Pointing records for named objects
————

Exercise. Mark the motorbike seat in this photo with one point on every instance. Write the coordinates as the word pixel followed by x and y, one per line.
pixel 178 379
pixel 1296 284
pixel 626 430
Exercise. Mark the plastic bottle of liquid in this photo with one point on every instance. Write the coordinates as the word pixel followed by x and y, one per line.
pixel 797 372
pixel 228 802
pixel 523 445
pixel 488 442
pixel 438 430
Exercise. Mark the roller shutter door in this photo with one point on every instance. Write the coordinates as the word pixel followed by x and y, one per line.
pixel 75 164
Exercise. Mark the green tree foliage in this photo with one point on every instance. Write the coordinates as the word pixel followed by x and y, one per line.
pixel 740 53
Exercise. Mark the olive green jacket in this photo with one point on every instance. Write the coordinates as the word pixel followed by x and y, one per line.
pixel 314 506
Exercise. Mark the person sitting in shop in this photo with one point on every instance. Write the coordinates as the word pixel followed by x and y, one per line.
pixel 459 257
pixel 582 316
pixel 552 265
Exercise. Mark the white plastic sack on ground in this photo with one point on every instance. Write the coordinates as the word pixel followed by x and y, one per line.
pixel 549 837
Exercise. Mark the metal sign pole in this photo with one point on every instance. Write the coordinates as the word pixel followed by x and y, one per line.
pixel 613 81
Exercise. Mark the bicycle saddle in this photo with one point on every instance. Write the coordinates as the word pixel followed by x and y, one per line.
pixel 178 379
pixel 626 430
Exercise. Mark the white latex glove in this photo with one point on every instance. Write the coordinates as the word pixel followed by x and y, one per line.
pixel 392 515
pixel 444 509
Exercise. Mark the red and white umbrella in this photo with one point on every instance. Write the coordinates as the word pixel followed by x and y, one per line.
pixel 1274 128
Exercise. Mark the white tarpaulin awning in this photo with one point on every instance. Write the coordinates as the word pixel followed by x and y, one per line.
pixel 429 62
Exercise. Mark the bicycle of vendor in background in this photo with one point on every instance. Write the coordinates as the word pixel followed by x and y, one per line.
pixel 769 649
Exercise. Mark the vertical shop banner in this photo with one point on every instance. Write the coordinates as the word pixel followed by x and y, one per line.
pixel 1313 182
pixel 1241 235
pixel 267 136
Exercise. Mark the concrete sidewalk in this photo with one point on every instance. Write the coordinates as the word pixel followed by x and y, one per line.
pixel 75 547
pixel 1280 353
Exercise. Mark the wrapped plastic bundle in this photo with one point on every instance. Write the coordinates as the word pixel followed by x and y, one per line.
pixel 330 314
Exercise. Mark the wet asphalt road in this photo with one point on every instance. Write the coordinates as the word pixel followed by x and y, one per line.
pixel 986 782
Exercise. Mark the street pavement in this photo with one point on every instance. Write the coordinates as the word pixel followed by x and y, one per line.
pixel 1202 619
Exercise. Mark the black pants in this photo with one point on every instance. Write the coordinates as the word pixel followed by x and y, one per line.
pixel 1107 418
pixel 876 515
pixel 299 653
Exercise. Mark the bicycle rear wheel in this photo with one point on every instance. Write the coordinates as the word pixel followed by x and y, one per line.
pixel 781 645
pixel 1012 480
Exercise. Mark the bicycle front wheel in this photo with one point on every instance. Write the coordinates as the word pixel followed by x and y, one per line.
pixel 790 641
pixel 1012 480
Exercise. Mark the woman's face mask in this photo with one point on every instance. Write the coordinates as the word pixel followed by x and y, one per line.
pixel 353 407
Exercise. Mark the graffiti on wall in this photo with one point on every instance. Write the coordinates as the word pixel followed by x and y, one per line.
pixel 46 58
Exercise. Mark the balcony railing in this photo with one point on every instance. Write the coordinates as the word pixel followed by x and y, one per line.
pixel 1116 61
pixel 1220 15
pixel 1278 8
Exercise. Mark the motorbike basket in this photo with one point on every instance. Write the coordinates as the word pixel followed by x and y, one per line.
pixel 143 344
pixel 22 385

————

■ **Task instructions**
Please format all of the items above as a Markdown table with two columns, "Row" and "Line." Number the rows in order, put one line in each row, and leave out blank lines.

■ **Result of this exercise**
| Row | Line |
|---|---|
| 1 | Exercise. Mark the motorbike seat in this photo with one point on every instance. Write the coordinates as the word pixel followed by x and y, one per line. |
| 2 | pixel 178 379 |
| 3 | pixel 1296 284 |
| 4 | pixel 626 430 |
| 5 | Exercise. Mark the plastic bottle of liquid in this photo with one point on every instance. Write the coordinates as the word pixel followed by x and y, one per line. |
| 6 | pixel 797 372 |
| 7 | pixel 228 802 |
| 8 | pixel 523 445 |
| 9 | pixel 488 442 |
| 10 | pixel 438 430 |
| 11 | Exercise. Mark the roller shutter door in this photo with one point on every instance. Write the coordinates as the word pixel followed by x and y, one per line. |
| 12 | pixel 75 164 |
| 13 | Exercise. Mark the green tree foliage in this photo with one point on every instance. Write the coordinates as the word pixel followed by x and y, one per line. |
| 14 | pixel 740 53 |
| 15 | Exercise. Mark the olive green jacket in this photo with one point on every instance. Write the coordinates as the word pixel followed by x and y, one per line. |
| 16 | pixel 314 506 |
| 17 | Exercise. Mark the person sitting in shop in this photo with one point on every instance. Write the coordinates as the word pixel followed by x and y, one per line. |
| 18 | pixel 459 257 |
| 19 | pixel 582 316 |
| 20 | pixel 552 265 |
| 21 | Exercise. Mark the white plastic sack on ground in this photo with one point on every instance. Write the coordinates as the word pixel followed by x and y, one per line. |
| 22 | pixel 549 837 |
| 23 | Exercise. Mark the metal sign pole in this photo with one point on every instance. Write the coordinates as the word pixel followed by x and y, one per line. |
| 24 | pixel 613 81 |
| 25 | Exercise. Mark the bicycle saddle in this photo with one point on every instance. Write the coordinates as the word pixel followed by x and y, one per line. |
| 26 | pixel 178 379 |
| 27 | pixel 626 430 |
| 28 | Exercise. Mark the white latex glove in this photo with one point on every instance. Write the coordinates as the word pixel followed by x and y, one per line. |
| 29 | pixel 392 515 |
| 30 | pixel 444 509 |
| 31 | Exercise. Mark the red and white umbrella in this photo with one point on every instance. Write the coordinates as the word pixel followed by x and y, one per line. |
| 32 | pixel 1274 128 |
| 33 | Exercise. Mark the white tarpaulin awning in this photo with one point on every instance. Write the coordinates as the word pixel followed by x and y, one per line. |
| 34 | pixel 429 62 |
| 35 | Exercise. Mark the bicycle of vendor in background in this photo with one point on every instance. Write the coordinates as the word pixel followed by x and y, one per line. |
| 36 | pixel 769 649 |
| 37 | Exercise. Mark the vertical shop banner in this photo with one point on every instance. Write the coordinates as the word pixel followed by x and y, one per line. |
| 38 | pixel 1313 182 |
| 39 | pixel 1241 235 |
| 40 | pixel 267 136 |
| 41 | Exercise. Mark the concrete sidewalk in this photo with one point on every instance. Write the coordinates as the word pixel followed by x and y, one per line. |
| 42 | pixel 75 547 |
| 43 | pixel 1280 353 |
| 44 | Exercise. Mark the wrapped plastic bundle in this photo with one point on every instance. Write the coordinates as the word pixel followed by x and y, one per line. |
| 45 | pixel 330 314 |
| 46 | Exercise. Mark the wet asphalt road in this photo with one point on every instance. Write the coordinates as the word pixel followed by x and y, one per line. |
| 47 | pixel 986 782 |
| 48 | Exercise. Mark the street pavement in this photo with one point on every instance. Write the coordinates as the word pixel followed by x and y, one per line. |
| 49 | pixel 1202 619 |
| 50 | Exercise. Mark the black pants in this photo with one point on every instance. Write the coordinates as the word pixel followed by x and y, one per line. |
| 51 | pixel 1107 418 |
| 52 | pixel 876 515 |
| 53 | pixel 299 653 |
| 54 | Exercise. Mark the bicycle rear wheel in this photo with one point on every instance. Write the coordinates as the word pixel followed by x and y, one per line. |
| 55 | pixel 781 645 |
| 56 | pixel 1012 480 |
| 57 | Exercise. Mark the bicycle front wheel in this photo with one point on every instance. Write the coordinates as the word pixel followed by x and y, one per line. |
| 58 | pixel 790 641 |
| 59 | pixel 1012 480 |
| 60 | Exercise. Mark the woman's face mask in this photo with one point on every instance. Write the coordinates as the word pixel followed by x and y, one per line. |
| 61 | pixel 353 407 |
| 62 | Exercise. Mark the graffiti on wall in this photo with one point on every instance. Write the coordinates as the word pixel followed by x and y, one per line. |
| 63 | pixel 46 58 |
| 64 | Exercise. Mark the balcony railing in this photo with one point on every instance. Write the coordinates as the word pixel followed by x and y, one per line. |
| 65 | pixel 1116 61 |
| 66 | pixel 1220 15 |
| 67 | pixel 1278 8 |
| 68 | Exercise. Mark the motorbike basket in this photo with one point on every instance. Write the coordinates as the word pixel followed by x and y, one per line. |
| 69 | pixel 143 344 |
| 70 | pixel 22 385 |